### What is needed
Exactly the lines from the one with "Rules: pick out each instance of the bird's wing" to the end of the data below should be set down, and no others.

Top of Provided information

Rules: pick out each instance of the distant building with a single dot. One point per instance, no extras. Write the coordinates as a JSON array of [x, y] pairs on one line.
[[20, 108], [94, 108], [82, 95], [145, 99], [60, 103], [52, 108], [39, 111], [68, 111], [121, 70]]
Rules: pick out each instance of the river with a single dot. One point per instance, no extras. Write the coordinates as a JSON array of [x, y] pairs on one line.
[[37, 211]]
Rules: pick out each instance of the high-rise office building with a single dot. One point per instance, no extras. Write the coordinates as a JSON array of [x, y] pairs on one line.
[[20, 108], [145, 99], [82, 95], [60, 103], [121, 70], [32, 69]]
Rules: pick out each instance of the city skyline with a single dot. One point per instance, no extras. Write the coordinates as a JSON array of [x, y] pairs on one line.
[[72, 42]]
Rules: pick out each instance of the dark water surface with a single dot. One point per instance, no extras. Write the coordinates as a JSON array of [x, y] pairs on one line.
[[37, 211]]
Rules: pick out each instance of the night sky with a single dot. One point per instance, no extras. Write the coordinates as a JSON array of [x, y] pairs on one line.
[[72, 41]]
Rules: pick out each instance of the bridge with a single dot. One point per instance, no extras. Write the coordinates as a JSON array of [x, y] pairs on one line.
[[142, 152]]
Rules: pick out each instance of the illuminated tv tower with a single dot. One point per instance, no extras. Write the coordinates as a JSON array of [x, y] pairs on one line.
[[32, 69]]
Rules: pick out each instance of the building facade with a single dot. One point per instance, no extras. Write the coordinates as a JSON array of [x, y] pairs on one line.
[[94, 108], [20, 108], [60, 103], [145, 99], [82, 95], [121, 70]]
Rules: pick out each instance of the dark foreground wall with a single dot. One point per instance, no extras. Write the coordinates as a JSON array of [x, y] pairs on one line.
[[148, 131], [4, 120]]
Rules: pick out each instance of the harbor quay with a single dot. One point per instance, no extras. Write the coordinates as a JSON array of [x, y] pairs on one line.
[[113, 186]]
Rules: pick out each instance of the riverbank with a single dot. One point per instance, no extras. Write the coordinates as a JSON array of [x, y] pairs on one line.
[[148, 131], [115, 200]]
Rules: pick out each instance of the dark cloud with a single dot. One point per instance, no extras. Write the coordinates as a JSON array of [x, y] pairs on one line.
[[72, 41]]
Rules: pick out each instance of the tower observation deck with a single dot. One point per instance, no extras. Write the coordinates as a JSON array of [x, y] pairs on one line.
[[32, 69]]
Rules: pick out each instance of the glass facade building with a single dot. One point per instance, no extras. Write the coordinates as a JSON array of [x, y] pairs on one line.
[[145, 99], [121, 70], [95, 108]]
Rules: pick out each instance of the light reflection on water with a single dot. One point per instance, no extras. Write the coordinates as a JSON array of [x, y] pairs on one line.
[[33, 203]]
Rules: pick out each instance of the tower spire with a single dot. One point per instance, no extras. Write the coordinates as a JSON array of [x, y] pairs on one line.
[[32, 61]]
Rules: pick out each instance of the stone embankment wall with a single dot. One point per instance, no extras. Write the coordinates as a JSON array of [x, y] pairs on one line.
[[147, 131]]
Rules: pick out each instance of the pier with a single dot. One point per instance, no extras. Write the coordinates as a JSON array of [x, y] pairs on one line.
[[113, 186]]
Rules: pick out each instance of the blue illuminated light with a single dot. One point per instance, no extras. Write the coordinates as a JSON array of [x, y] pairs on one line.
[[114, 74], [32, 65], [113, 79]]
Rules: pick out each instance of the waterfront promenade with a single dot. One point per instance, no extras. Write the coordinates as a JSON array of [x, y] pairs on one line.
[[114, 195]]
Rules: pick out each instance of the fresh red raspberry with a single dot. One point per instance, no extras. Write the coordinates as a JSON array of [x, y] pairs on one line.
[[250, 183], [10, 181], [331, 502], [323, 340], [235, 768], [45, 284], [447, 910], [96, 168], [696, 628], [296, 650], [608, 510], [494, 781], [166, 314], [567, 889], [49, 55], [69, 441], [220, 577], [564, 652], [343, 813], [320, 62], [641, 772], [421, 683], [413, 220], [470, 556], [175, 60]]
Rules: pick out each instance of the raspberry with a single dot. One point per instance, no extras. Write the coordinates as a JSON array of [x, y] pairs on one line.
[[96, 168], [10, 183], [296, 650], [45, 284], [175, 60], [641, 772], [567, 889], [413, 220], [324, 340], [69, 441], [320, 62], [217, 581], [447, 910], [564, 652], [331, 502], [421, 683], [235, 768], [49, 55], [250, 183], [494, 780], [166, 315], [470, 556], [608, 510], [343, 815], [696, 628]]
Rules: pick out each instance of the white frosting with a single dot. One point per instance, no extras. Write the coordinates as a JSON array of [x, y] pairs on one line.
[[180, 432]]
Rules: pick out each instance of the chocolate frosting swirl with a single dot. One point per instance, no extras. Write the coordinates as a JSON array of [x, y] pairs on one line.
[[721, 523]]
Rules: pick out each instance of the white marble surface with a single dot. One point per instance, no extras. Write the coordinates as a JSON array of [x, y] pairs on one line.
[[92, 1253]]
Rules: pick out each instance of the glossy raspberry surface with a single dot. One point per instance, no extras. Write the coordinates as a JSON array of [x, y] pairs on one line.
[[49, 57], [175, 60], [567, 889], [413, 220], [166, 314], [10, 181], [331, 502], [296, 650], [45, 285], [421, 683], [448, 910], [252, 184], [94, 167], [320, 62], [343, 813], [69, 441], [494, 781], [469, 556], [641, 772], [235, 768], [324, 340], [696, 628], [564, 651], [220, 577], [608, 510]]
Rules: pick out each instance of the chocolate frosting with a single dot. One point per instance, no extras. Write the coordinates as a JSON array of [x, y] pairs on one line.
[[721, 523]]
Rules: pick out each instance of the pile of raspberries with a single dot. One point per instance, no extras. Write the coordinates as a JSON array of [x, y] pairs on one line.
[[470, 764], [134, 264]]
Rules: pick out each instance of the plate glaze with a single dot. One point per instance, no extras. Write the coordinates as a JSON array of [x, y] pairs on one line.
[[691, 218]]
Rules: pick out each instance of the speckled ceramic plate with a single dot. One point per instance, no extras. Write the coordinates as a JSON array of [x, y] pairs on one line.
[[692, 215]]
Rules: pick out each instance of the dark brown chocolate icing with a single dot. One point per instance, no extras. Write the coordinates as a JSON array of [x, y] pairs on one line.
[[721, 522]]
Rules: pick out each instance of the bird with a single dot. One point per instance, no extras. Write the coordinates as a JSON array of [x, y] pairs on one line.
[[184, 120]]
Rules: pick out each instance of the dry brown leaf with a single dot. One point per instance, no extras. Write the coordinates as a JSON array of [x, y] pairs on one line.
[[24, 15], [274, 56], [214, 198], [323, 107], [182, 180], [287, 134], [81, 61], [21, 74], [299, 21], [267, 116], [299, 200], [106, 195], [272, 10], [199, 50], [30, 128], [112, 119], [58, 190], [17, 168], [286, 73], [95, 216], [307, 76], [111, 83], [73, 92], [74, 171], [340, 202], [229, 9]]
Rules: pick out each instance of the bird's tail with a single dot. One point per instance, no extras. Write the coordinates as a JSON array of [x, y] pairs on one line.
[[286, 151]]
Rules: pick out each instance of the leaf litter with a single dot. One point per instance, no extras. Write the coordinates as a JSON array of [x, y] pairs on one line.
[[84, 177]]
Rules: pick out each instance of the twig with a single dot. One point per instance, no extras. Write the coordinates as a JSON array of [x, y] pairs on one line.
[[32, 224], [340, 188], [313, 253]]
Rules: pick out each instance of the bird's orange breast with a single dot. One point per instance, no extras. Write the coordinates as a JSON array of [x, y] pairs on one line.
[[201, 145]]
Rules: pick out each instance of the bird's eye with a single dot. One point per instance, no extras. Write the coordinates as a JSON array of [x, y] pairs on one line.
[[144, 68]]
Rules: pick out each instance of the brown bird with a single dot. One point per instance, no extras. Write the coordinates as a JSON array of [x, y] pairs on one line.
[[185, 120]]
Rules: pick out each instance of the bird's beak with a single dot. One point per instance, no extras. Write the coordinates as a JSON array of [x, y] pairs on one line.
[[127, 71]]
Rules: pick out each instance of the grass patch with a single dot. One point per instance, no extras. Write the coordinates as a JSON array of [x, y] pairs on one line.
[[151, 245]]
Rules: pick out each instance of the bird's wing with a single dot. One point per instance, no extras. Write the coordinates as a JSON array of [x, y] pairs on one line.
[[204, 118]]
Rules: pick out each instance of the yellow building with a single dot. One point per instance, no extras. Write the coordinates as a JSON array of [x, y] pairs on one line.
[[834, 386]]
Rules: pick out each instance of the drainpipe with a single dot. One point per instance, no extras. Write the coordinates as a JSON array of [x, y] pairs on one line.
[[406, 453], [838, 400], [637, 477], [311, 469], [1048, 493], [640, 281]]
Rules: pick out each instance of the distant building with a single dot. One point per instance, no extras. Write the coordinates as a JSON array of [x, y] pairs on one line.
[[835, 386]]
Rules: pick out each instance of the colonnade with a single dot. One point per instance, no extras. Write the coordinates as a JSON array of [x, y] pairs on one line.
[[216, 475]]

Bottom of Provided information

### Completed exercise
Rules: pick out each instance of the bird's wing with a single dot. One point per instance, no extras. Write the coordinates as a JSON array of [x, y] pairs on one line.
[[204, 118]]
Rules: pick out each instance of the yellow building with a single dot. One point per instance, no extras. Write the coordinates as a JSON array of [x, y] pairs on one line.
[[834, 386]]
Rules: pick out each instance of the drainpipe with a single dot. One point per instance, no extras. Write the coordinates as a JSON array of [x, y] pairs on one line.
[[406, 453], [838, 400], [637, 477], [311, 469], [1048, 493], [640, 281]]
Rules: pick out each instance of the distant building with a single dot. One point per instance, no extras. Write the coordinates as a JSON array of [x, y] pairs on one line.
[[835, 386]]
Rules: pick out each instance of the colonnade with a single dot. One point per instance, no extras. Write the coordinates as a JSON array of [x, y] pairs on one line.
[[216, 475]]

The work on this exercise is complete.